BEGIN Text section

Search code examples
ffmpeglibavcodeclibav

FFMPEG / libav: How is UYVY422 written inside AVFrame structure?


I'm trying to copy frame data from AVFrame structure to a buffer. I know how to do that with YUV420P format since Y data is stored inside AVFrame frame->data[0], U data is stored inside AVFrame frame->data[1] and V data is stored inside AVFrame frame->data[2], so it was easy to memcpy() Y,U and V data separately + it's planar format so i was able to do that with ease:

for (y = 0; y < height; y++)
    {
        memcpy(buffer + y*frame->linesize[0], frame->data[0] + y*frame->linesize[0], width);
    }

    buffer += ySize;

    for (y = 0; y < height / 2; y++)
    {
        memcpy(buffer + y*frame->linesize[1], frame->data[1] + y*frame->linesize[1], width / 2);
    }

    buffer += uSize;

    for (y = 0; y < height / 2; y++)
    {
        memcpy(buffer + y*frame->linesize[2], frame->data[2] + y*frame->linesize[2], width / 2);
    }

But when it comes to UYVY422 i have no idea how the data is stored inside the structure. I have general knowledge about UYVY422 format and that it's written like it name suggests UYVYUYVYUYVY... and so on. But my question is how do i know how much data is stored in AVFrame frame->data[0], AVFrame frame->data[1] and AVFrame frame->data[2] field so i can memcpy() exact amount to the buffer?

END Text section
BEGIN Records

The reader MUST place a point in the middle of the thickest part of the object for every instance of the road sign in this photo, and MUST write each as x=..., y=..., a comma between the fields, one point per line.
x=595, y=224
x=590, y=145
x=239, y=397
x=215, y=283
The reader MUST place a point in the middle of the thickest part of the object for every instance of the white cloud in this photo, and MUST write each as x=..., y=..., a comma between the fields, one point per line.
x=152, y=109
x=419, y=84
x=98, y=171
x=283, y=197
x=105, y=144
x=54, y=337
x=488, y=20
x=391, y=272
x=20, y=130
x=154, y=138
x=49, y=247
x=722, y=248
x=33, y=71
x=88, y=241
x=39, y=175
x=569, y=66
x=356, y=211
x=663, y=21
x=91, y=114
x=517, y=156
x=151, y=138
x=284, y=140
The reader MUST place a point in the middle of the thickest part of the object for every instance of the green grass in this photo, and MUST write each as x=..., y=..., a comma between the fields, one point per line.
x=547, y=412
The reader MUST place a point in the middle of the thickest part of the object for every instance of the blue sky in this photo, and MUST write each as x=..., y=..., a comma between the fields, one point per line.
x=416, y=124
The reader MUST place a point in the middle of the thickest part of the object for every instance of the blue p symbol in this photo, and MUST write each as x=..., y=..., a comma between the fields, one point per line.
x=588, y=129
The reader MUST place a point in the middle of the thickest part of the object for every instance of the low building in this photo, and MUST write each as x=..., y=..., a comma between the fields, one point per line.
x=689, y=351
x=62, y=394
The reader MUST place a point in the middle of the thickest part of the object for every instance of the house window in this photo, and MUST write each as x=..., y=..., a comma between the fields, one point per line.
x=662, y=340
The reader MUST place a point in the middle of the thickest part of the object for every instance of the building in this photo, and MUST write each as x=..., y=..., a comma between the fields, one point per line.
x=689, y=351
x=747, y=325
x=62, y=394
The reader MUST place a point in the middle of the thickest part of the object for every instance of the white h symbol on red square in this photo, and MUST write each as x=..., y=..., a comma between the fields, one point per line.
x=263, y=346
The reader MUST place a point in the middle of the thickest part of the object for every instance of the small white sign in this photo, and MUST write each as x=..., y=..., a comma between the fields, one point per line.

END Records

### Parts of the exercise
[A] Answer these questions about the FFmpeg question:
(i) In YUV420P, which AVFrame field holds the U data?
(ii) According to the poster, in what sequence is UYVY422 data written?
(iii) Which function does the poster use to copy the Y, U and V data?
[B] Translate this sentence from the FFmpeg question into Spanish: "But when it comes to UYVY422 i have no idea how the data is stored inside the structure."
[C] Copy the FFmpeg question from "FFMPEG / libav: How" up to and including "< height; y++)".

### Responses in order
[A]
(i) frame->data[1]
(ii) UYVYUYVYUYVY...
(iii) memcpy()

[B] Pero en lo que respecta a UYVY422, no tengo idea de cómo se almacenan los datos dentro de la estructura.

[C]
FFMPEG / libav: How is UYVY422 written inside AVFrame structure?


I'm trying to copy frame data from AVFrame structure to a buffer. I know how to do that with YUV420P format since Y data is stored inside AVFrame frame->data[0], U data is stored inside AVFrame frame->data[1] and V data is stored inside AVFrame frame->data[2], so it was easy to memcpy() Y,U and V data separately + it's planar format so i was able to do that with ease:

for (y = 0; y < height; y++)